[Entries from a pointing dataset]
——————————
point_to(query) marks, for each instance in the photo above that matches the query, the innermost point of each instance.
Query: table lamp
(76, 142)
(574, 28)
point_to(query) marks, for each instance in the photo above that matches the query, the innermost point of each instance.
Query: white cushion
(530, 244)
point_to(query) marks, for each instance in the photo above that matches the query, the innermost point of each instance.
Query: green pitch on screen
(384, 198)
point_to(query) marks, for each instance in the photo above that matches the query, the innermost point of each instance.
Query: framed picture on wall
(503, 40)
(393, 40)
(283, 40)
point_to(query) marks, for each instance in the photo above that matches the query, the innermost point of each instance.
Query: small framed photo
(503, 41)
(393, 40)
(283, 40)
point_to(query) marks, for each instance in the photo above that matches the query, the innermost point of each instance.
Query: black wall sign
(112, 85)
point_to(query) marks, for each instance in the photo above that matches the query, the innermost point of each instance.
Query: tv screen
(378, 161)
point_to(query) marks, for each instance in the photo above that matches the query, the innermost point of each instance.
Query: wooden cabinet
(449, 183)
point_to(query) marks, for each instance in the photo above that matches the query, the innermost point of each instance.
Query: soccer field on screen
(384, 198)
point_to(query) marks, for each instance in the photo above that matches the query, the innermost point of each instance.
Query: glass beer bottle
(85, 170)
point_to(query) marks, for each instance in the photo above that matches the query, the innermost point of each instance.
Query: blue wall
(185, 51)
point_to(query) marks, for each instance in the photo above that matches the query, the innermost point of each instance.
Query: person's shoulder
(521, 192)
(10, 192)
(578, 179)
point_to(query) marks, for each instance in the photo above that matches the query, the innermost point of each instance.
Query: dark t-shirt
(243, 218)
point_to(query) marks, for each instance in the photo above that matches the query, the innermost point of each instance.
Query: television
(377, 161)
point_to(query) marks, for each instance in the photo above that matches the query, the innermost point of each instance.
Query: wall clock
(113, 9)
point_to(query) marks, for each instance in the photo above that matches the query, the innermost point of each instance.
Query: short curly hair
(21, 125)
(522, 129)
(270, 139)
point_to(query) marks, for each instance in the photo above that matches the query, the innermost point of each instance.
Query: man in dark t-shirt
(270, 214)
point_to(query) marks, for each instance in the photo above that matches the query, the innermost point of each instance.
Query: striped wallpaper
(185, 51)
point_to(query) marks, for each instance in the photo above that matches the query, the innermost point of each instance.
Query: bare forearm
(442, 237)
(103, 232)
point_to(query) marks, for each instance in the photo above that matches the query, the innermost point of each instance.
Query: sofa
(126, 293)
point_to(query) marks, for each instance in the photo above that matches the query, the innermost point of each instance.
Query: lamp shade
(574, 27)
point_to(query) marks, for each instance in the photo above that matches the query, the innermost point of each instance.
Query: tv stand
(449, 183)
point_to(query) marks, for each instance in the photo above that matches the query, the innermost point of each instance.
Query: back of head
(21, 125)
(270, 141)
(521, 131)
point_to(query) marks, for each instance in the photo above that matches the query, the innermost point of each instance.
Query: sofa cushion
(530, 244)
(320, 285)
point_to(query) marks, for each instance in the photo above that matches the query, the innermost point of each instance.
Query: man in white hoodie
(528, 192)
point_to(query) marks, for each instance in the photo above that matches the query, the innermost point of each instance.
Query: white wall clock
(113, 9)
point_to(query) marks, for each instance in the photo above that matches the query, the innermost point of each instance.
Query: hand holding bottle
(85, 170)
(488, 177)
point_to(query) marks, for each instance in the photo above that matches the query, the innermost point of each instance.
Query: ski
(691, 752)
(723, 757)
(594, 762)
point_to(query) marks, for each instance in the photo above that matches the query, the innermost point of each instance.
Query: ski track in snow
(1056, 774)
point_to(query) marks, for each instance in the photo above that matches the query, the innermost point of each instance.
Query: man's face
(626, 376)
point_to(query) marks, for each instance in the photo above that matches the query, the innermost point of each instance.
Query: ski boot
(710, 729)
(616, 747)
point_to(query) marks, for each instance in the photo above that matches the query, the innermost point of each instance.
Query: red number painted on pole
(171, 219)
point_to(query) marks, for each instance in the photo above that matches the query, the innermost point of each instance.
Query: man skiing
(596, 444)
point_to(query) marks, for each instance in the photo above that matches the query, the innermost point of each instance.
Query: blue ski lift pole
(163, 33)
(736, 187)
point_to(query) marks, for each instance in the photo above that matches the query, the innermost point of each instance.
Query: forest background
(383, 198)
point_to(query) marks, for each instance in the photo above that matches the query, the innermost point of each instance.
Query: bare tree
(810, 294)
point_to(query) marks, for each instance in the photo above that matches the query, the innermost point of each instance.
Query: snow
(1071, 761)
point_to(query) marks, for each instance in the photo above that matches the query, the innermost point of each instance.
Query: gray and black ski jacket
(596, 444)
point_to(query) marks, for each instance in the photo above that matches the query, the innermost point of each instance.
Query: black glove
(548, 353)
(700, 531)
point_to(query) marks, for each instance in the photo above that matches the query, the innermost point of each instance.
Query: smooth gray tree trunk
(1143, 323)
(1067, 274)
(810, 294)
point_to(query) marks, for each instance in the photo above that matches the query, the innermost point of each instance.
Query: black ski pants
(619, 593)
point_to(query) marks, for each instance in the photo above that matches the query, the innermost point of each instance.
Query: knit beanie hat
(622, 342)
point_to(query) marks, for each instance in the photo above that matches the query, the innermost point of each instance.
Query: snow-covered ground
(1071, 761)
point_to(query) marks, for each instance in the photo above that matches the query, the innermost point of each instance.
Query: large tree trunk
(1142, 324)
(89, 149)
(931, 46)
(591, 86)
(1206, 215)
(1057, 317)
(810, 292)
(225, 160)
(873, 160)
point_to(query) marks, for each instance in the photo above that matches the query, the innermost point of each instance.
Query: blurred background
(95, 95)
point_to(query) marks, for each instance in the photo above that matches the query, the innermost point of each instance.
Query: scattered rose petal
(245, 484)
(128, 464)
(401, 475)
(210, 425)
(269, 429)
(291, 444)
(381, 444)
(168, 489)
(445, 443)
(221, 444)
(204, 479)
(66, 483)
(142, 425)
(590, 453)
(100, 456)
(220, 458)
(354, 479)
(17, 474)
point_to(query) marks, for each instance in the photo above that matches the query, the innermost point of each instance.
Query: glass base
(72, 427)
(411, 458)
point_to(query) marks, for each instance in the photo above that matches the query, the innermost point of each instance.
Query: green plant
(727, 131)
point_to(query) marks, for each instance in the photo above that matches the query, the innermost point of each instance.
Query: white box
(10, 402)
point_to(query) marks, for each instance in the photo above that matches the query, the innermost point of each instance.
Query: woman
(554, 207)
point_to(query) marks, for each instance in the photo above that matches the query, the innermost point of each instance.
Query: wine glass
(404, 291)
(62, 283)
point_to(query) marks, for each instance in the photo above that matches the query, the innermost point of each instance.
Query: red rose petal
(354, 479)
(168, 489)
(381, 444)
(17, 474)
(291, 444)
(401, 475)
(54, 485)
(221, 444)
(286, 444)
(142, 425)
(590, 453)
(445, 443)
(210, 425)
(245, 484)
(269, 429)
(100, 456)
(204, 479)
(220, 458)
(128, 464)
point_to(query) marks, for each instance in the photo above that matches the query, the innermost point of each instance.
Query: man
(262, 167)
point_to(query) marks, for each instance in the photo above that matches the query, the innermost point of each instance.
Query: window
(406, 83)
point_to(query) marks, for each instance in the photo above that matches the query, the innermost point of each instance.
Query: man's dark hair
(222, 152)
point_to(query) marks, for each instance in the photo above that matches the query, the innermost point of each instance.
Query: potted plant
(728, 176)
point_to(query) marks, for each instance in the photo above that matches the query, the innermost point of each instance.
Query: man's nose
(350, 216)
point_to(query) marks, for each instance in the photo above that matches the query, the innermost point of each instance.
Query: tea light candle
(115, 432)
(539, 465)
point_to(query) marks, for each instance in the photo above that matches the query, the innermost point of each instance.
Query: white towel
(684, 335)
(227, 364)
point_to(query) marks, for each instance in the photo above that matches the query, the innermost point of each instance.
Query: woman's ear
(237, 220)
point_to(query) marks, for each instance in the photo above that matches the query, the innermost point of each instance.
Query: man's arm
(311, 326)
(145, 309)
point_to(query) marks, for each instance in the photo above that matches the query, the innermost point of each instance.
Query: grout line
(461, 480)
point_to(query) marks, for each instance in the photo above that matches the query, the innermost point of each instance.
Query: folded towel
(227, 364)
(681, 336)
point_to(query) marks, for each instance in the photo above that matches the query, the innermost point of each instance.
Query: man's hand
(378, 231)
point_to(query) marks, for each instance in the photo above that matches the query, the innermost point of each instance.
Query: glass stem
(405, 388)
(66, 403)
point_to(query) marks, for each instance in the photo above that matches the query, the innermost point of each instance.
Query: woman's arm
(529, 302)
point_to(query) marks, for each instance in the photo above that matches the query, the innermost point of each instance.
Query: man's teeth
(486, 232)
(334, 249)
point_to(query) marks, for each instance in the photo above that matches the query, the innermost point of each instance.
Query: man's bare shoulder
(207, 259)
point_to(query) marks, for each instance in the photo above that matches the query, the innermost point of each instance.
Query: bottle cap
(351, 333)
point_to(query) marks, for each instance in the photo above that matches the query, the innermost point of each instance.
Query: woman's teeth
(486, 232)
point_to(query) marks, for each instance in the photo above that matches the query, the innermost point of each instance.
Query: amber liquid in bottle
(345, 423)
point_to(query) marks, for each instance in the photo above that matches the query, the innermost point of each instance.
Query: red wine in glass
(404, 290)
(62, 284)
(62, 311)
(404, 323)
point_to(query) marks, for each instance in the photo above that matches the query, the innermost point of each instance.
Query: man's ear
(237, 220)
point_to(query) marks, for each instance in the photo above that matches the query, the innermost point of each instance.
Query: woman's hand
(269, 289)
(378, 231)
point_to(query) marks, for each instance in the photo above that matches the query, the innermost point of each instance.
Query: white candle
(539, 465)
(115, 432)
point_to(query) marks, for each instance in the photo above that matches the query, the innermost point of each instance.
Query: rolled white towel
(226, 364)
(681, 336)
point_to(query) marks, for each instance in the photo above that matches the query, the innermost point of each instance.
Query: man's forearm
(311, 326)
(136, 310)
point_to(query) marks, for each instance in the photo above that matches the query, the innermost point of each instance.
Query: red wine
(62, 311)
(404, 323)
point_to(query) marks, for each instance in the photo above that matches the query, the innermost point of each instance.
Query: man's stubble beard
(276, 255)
——————————
Which lines in the data above contain the string "shirt"? Copy out every one of them.

• TASK ANSWER:
Query: dark t-shirt
Query: man in dark t-shirt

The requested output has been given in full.